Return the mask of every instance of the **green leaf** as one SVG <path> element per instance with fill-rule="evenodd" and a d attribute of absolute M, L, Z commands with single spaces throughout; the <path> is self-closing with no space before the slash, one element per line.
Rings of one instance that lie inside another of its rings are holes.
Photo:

...

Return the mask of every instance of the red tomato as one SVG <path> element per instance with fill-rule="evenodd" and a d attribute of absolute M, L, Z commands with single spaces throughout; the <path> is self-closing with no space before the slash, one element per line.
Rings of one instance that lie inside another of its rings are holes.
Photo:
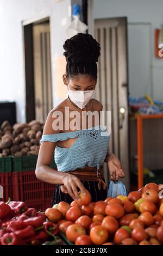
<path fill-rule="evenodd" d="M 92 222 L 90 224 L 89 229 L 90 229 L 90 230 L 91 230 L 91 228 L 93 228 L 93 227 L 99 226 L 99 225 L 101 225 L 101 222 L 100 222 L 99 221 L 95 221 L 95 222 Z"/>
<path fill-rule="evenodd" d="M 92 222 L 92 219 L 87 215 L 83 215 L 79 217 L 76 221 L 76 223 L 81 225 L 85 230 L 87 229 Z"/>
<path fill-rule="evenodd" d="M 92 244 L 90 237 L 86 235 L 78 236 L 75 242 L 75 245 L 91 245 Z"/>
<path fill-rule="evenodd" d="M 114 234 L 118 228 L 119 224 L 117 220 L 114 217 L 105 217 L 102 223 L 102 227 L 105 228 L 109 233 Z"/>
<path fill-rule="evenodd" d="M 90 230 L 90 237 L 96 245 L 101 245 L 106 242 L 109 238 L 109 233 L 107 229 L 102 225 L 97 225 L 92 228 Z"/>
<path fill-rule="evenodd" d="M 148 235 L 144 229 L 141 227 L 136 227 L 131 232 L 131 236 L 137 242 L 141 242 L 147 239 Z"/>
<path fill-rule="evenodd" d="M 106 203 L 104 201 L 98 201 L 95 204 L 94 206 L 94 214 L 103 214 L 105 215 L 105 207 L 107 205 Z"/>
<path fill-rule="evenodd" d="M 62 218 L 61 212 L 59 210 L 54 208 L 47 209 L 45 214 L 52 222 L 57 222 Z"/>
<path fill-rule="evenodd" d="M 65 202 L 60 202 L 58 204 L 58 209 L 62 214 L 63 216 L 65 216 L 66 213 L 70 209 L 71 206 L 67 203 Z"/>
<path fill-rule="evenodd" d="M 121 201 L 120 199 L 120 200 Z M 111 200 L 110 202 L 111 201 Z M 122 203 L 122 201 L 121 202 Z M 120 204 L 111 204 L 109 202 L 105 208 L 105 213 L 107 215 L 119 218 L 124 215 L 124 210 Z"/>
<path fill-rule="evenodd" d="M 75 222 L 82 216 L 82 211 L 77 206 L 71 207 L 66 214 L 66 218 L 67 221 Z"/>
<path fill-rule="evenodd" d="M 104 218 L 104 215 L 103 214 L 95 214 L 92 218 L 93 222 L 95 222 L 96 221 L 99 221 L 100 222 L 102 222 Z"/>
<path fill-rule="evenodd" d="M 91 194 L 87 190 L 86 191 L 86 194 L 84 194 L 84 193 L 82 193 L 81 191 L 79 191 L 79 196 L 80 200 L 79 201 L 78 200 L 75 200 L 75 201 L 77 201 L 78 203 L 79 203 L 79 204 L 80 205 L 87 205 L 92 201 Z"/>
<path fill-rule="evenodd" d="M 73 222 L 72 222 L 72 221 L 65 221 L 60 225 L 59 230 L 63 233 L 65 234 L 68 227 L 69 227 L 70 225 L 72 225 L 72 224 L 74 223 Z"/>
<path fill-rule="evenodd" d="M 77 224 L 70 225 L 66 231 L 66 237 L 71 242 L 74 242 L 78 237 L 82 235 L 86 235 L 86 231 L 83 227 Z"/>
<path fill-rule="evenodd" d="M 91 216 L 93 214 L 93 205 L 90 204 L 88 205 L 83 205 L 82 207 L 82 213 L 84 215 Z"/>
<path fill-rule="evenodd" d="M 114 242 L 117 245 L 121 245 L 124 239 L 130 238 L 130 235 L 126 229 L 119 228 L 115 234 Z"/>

...

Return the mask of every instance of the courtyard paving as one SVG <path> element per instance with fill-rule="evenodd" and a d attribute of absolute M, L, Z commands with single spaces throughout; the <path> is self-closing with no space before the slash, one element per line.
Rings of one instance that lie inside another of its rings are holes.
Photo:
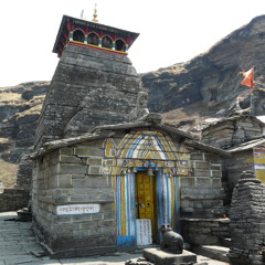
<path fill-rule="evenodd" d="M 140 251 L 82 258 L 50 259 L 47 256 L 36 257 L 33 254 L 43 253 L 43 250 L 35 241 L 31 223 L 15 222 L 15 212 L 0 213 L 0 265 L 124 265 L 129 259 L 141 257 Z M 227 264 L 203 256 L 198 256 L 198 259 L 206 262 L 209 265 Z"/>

Exercise task:
Copy the stretch from the line containing "Return the mask of every instance of the courtyard" through the line containing "140 251 L 82", leaving out the pictures.

Result of the exercise:
Return the mask of every instance of the courtyard paving as one SVG <path> element per instance with fill-rule="evenodd" and a d attribute of absolute M, L, Z commands with single spaces throughout; the <path> is self-closing with no space before the slash, one element per line.
Rings of one instance that lie inside another of its rings are holes.
Photo:
<path fill-rule="evenodd" d="M 140 251 L 82 258 L 50 259 L 47 256 L 36 257 L 33 254 L 43 253 L 43 250 L 35 241 L 31 223 L 15 222 L 15 212 L 0 213 L 0 265 L 124 265 L 129 259 L 141 257 Z M 227 264 L 203 256 L 198 256 L 198 259 L 206 262 L 209 265 Z"/>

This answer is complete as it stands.